→ **Exercise passage**
'''

Tpetra::DistObject: Evaluate host-pinned buffers for CUDA + MPI
Created by: mhoemmen
Tpetra::DistObject currently offers two options for CUDA + MPI:
- Give CudaSpace buffers to MPI
- Give HostSpace buffers to MPI
(DistObject lets subclasses pack and unpack wherever they like, as long as they update the sync state correctly.)
We want to evaluate a third option: Give
CudaHostPinnedSpace buffers to MPI. Host-pinned memory behaves like CudaUVMSpace, in the sense that both host and device can access it. However, MPI sees host-pinned memory as host memory. This means two things:
- MPI need not be CUDA aware in order to access host-pinned memory, yet we can still pack and unpack on device.
- We don't have to worry about CUDA-aware MPI being slow.
The latter is important, since we've observed some "CUDA-aware MPI" implementations being slow in practice.
Host-pinned memory has a high allocation cost. It may make sense to start with the static View allocation functions in PR #4734. We can't use those without further work, because each DistObject instance will need its own pack and unpack buffers. This may call for a simple memory pool, and for changes to DistObject and/or subclasses so that they only hold buffer allocations while communication is active.
Definition of Done
- Write a Tpetra test that prototypes use of CudaHostPinnedSpace for communication.
- Write a benchmark to compare performance of point-to-point communication with CudaHostPinnedSpace vs. CudaSpace communication buffers.
- If CudaHostPinnedSpace pays off, change DistObject to use it for communication buffers.
- Evaluate performance with a Tpetra benchmark.
- If performance is good, deploy solution in Tpetra.
- Is blocked by #4734

'''

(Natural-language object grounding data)
'''

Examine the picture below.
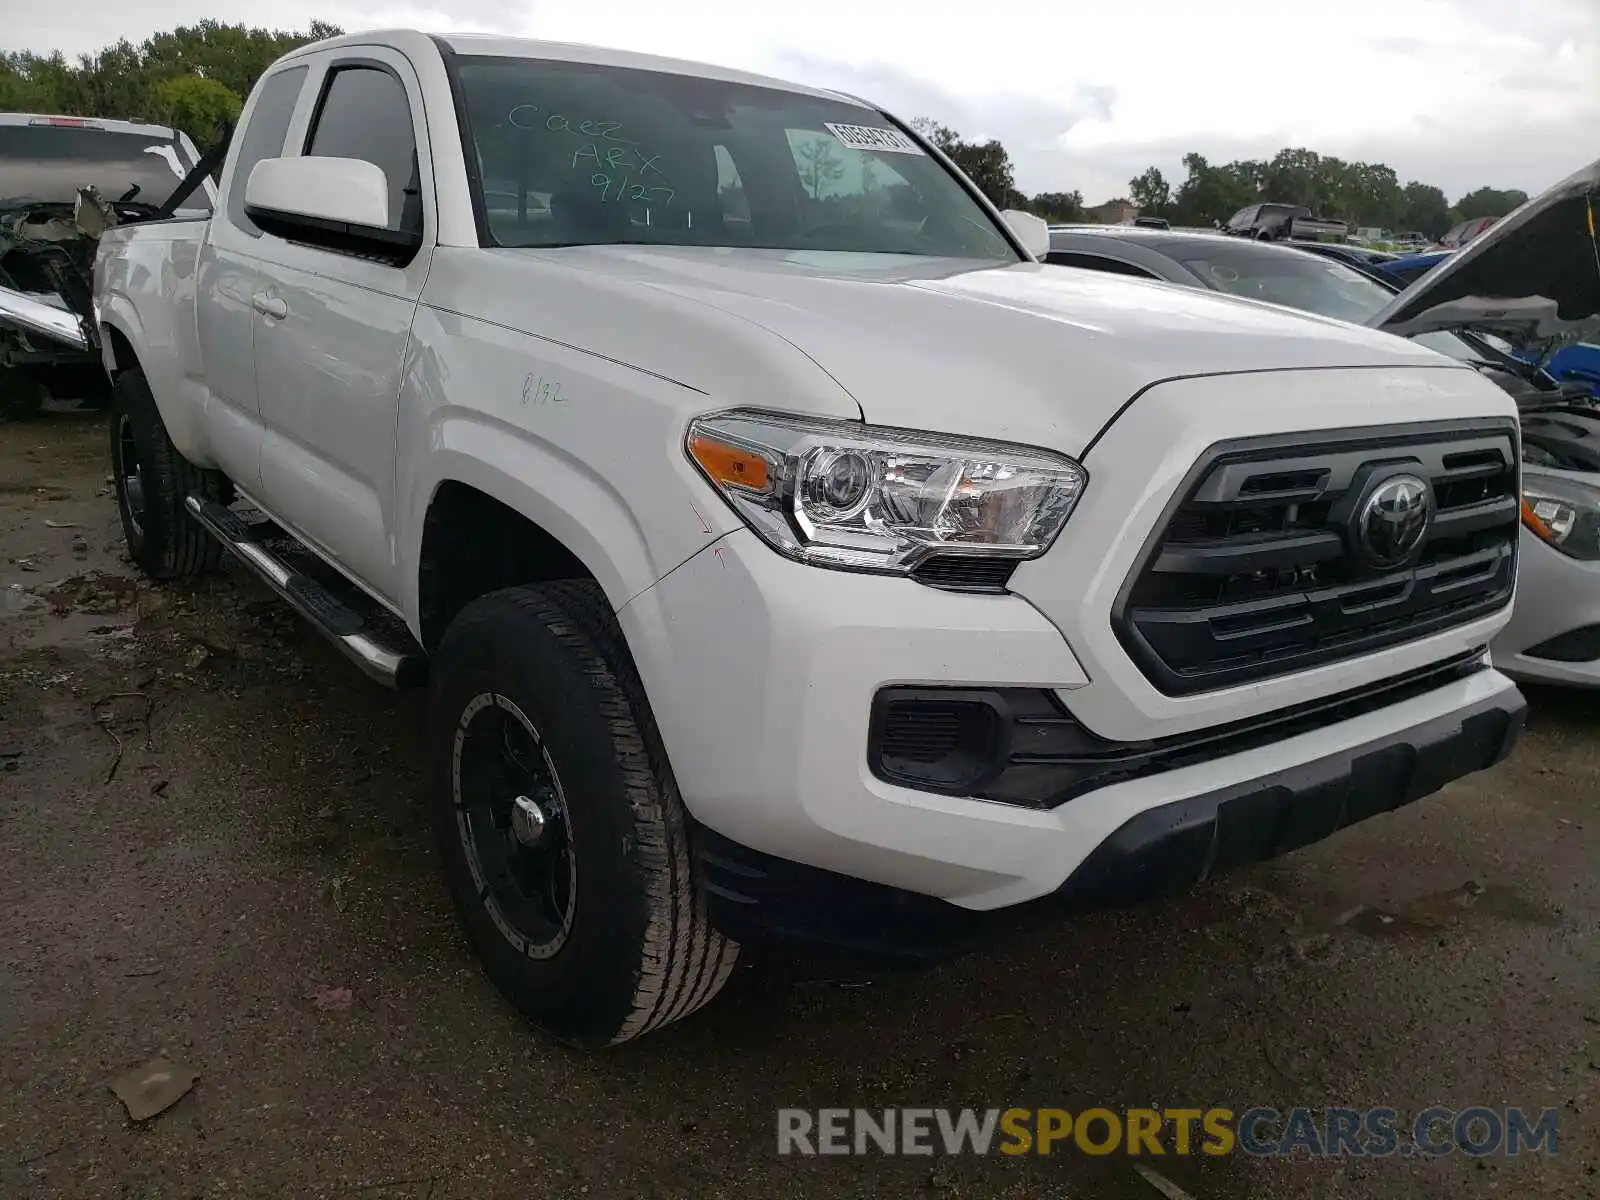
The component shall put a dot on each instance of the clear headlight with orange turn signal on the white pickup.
(839, 494)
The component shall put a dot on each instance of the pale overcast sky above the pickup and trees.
(1084, 94)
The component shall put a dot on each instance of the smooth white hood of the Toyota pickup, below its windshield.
(1022, 353)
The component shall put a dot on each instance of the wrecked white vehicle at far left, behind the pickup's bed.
(63, 182)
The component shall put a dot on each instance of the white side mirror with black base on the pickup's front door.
(338, 204)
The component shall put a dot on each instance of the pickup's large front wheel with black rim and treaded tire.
(564, 839)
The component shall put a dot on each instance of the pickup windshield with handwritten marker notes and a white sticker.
(586, 154)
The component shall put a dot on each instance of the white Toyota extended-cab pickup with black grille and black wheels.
(786, 551)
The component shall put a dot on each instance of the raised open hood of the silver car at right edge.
(1534, 278)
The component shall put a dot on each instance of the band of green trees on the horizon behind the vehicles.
(196, 79)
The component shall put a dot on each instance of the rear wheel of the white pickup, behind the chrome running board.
(153, 481)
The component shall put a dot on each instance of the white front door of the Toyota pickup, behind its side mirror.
(332, 332)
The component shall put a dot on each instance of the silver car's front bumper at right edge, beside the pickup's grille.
(1558, 596)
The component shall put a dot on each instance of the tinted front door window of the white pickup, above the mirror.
(366, 114)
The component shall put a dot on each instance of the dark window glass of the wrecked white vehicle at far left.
(52, 162)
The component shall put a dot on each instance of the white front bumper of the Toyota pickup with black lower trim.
(762, 676)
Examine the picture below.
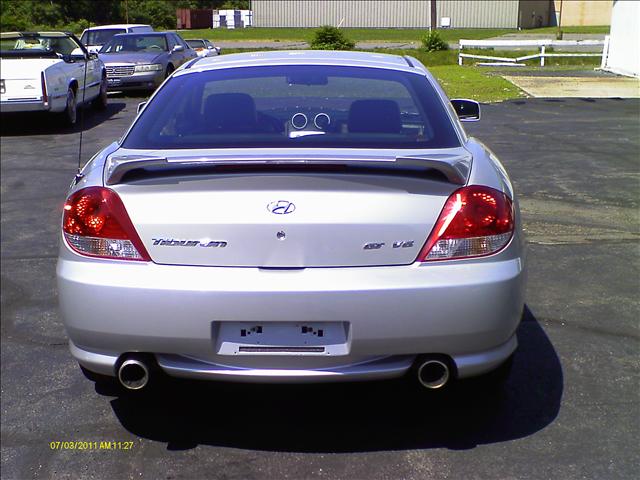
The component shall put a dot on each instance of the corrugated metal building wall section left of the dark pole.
(360, 13)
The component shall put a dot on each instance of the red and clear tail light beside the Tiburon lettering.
(95, 223)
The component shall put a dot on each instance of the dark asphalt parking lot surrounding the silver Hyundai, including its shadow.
(571, 408)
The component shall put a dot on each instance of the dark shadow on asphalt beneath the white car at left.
(42, 123)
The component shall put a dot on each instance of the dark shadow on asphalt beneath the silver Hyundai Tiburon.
(351, 417)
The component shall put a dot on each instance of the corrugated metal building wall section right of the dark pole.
(479, 14)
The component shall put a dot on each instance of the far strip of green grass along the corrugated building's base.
(369, 34)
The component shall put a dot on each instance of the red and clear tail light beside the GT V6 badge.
(475, 221)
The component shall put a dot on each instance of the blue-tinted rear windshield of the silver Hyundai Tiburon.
(295, 106)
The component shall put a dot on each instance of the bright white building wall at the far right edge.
(624, 39)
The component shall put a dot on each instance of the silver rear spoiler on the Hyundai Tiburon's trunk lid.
(455, 169)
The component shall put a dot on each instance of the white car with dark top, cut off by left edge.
(48, 71)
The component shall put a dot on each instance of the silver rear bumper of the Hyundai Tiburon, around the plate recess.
(466, 310)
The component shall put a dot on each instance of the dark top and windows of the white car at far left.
(38, 44)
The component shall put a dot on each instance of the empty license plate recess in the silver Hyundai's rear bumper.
(281, 338)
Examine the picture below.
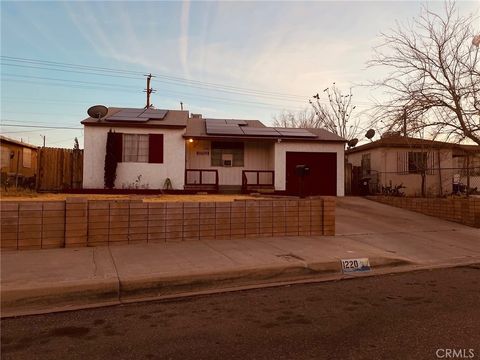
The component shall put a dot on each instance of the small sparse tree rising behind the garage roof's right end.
(336, 114)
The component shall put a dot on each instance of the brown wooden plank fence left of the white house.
(59, 169)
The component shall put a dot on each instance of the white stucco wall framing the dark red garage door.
(284, 146)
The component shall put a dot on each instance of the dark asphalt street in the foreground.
(398, 316)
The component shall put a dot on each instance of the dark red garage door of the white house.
(322, 176)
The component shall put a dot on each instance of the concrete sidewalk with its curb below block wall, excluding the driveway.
(38, 281)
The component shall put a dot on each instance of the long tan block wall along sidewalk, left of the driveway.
(78, 222)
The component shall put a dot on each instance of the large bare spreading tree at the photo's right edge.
(434, 79)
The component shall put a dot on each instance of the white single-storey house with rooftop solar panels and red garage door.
(161, 149)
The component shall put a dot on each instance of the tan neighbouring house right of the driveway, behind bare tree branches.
(397, 160)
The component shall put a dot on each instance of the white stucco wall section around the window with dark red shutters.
(153, 176)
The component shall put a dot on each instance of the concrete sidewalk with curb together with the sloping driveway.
(393, 239)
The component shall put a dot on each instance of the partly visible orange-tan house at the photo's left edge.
(18, 160)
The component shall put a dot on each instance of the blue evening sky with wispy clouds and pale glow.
(248, 60)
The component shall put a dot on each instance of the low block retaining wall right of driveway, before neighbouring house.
(462, 210)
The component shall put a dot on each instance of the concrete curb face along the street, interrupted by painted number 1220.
(87, 294)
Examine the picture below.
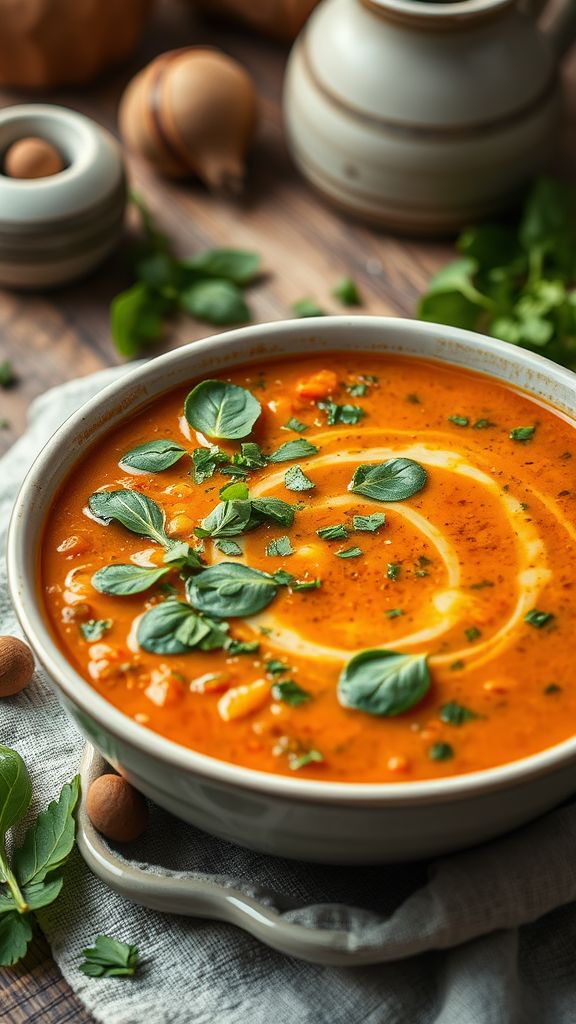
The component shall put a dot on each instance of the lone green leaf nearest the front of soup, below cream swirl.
(384, 682)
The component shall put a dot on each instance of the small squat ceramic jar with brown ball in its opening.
(59, 228)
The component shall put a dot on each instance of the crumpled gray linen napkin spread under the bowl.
(484, 937)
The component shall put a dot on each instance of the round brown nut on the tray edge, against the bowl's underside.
(116, 809)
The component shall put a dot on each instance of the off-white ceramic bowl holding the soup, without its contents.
(325, 822)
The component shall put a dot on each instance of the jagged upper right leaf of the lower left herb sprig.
(50, 840)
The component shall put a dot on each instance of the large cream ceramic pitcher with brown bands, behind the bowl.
(425, 116)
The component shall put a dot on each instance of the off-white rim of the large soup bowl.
(148, 743)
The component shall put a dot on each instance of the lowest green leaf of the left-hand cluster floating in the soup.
(174, 628)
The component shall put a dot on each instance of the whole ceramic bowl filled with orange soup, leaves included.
(310, 586)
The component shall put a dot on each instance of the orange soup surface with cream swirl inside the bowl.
(475, 571)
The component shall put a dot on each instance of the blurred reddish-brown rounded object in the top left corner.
(60, 42)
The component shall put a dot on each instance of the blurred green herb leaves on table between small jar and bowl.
(209, 287)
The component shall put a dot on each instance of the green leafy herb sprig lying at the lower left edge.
(33, 878)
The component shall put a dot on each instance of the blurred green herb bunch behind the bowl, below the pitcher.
(517, 282)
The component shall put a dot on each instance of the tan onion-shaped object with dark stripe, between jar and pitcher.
(192, 112)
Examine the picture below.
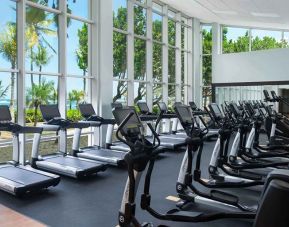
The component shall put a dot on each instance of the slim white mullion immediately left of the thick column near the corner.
(189, 62)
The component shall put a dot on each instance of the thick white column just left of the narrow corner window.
(197, 73)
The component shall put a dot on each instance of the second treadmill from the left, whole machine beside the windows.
(61, 162)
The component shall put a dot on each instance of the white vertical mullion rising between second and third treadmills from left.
(62, 31)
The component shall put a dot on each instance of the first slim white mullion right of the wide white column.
(130, 53)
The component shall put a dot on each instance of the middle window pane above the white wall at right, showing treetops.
(265, 39)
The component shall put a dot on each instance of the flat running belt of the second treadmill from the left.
(73, 162)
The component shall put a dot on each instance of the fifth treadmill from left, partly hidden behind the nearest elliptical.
(171, 143)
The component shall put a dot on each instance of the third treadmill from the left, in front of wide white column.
(96, 152)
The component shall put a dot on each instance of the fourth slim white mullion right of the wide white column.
(178, 60)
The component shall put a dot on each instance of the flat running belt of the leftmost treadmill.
(22, 176)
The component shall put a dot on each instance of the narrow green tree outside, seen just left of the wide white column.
(82, 51)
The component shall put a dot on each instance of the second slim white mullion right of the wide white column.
(149, 56)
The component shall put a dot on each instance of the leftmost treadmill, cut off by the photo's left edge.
(19, 179)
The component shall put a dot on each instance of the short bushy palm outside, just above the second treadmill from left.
(40, 94)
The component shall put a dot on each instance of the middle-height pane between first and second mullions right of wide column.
(139, 59)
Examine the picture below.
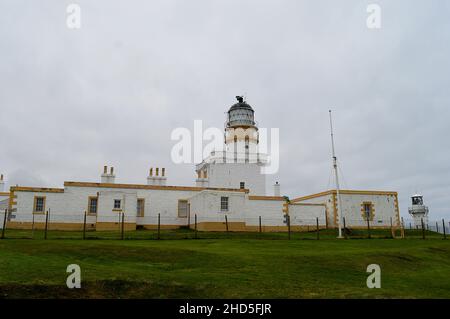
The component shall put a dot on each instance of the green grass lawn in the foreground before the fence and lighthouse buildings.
(228, 266)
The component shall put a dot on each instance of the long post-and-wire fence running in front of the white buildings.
(160, 226)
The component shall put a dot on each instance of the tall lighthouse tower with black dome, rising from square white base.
(239, 164)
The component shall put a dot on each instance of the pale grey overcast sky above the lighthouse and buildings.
(110, 93)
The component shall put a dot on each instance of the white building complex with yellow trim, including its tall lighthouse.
(229, 187)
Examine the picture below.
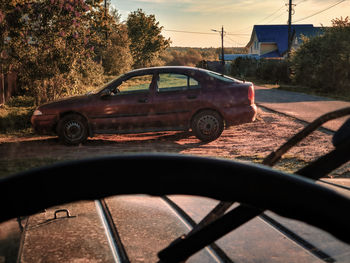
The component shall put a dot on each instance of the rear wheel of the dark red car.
(207, 125)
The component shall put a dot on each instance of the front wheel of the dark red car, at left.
(72, 129)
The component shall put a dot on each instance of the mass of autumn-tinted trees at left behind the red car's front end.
(62, 47)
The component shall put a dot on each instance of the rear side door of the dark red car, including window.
(176, 96)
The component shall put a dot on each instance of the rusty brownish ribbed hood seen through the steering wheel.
(146, 225)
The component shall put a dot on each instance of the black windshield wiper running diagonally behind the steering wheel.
(215, 224)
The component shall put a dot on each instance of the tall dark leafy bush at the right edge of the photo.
(323, 62)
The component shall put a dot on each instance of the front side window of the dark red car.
(135, 84)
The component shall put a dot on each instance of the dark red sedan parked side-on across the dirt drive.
(152, 99)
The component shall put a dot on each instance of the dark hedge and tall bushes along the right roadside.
(321, 63)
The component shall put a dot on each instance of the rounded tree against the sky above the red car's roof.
(146, 40)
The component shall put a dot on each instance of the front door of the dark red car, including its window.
(127, 108)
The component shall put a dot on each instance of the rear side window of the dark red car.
(175, 82)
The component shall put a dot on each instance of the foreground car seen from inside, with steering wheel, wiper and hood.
(167, 223)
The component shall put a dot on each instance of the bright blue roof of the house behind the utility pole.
(279, 34)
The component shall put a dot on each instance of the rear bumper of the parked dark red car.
(239, 115)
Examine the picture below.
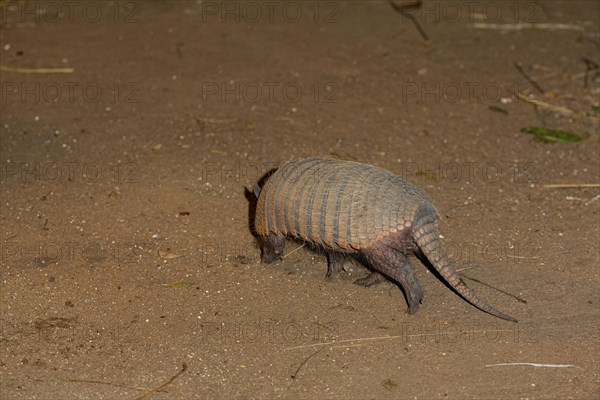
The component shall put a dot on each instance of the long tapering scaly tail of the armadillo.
(427, 237)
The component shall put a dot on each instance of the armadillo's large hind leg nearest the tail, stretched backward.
(395, 265)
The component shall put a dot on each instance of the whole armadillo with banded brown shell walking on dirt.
(352, 209)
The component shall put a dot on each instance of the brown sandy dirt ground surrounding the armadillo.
(127, 255)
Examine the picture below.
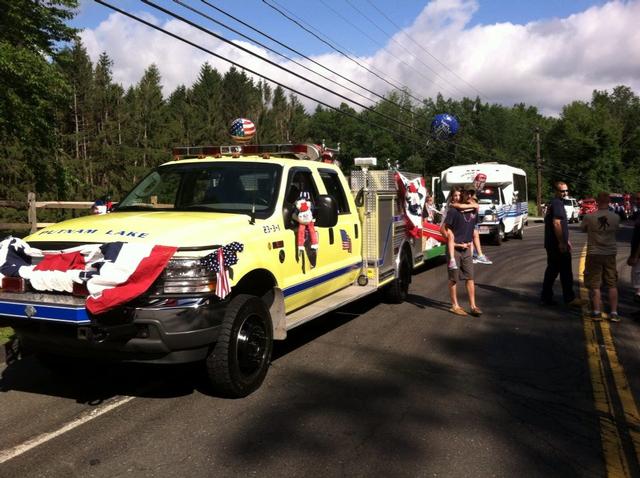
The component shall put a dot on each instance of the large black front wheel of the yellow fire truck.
(237, 364)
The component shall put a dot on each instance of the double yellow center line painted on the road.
(615, 457)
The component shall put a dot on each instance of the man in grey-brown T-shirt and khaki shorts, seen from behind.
(600, 266)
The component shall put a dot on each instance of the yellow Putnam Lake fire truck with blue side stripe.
(204, 200)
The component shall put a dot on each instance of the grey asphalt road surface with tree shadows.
(372, 390)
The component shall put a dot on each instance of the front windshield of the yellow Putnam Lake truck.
(234, 187)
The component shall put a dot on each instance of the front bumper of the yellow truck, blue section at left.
(168, 332)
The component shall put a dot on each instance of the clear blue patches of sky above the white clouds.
(402, 12)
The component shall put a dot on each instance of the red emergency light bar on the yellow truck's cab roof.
(300, 151)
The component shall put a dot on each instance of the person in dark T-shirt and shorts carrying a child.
(462, 224)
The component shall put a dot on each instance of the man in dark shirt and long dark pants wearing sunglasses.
(556, 242)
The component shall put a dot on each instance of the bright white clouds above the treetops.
(546, 63)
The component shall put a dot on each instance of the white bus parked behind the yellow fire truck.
(503, 199)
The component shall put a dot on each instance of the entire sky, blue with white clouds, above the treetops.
(544, 53)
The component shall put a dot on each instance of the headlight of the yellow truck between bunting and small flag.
(187, 275)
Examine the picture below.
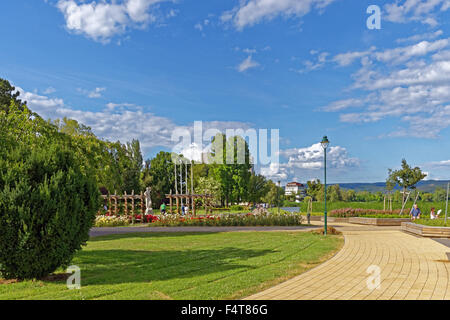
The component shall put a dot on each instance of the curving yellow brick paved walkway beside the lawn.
(411, 268)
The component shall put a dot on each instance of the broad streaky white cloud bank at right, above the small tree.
(410, 83)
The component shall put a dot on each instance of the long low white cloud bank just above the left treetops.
(122, 121)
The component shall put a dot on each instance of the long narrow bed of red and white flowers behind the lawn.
(229, 220)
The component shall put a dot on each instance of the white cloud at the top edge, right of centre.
(250, 12)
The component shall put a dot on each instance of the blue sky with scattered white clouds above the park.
(142, 68)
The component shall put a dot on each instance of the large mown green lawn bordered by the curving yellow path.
(184, 265)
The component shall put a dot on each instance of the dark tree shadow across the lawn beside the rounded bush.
(128, 266)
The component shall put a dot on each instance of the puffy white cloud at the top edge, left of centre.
(102, 20)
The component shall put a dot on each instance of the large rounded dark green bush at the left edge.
(47, 206)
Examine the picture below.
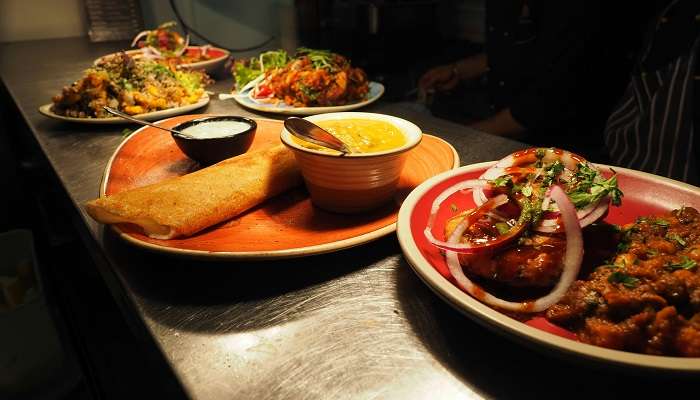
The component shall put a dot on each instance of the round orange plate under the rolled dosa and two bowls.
(285, 226)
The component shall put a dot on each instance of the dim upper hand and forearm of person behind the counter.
(446, 77)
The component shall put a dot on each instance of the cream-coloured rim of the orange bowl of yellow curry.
(411, 132)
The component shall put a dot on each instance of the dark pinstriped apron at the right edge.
(654, 127)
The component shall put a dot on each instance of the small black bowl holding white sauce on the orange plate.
(209, 151)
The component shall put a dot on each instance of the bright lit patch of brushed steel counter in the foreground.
(343, 338)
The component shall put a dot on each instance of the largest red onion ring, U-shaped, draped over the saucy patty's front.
(572, 259)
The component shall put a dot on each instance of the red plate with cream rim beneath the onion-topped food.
(668, 194)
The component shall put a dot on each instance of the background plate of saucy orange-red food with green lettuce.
(309, 82)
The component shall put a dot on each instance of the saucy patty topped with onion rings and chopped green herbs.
(522, 201)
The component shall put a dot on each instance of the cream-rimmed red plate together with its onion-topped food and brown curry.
(643, 298)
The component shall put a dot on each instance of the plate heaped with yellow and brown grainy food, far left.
(145, 89)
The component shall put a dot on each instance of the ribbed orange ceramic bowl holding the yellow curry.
(357, 182)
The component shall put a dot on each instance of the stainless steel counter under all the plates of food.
(352, 324)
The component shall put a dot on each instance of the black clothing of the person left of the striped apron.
(559, 66)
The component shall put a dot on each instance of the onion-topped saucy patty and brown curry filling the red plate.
(535, 245)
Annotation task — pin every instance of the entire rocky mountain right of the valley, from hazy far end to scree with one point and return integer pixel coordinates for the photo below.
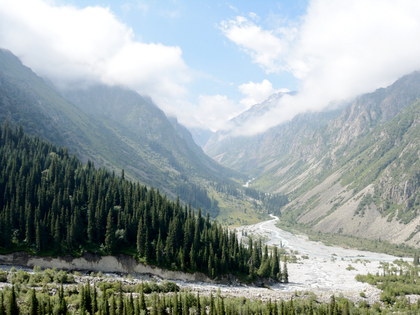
(354, 170)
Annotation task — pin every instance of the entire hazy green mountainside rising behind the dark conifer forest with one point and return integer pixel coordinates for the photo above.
(115, 128)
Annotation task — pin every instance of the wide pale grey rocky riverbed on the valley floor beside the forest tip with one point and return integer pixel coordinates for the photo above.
(320, 269)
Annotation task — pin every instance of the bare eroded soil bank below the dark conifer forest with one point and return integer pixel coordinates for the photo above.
(91, 262)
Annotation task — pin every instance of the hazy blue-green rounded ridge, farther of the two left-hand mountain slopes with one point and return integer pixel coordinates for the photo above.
(138, 120)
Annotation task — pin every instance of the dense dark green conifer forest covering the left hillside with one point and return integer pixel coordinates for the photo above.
(51, 203)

'''

→ **Instructions to follow**
Reproduce the text on host-pinned buffers for CUDA + MPI verbatim, covering the stretch from "- If CudaHostPinnedSpace" through "solution in Tpetra.".

→ **Result of the task**
- If CudaHostPinnedSpace pays off, change DistObject to use it for communication buffers.
- Evaluate performance with a Tpetra benchmark.
- If performance is good, deploy solution in Tpetra.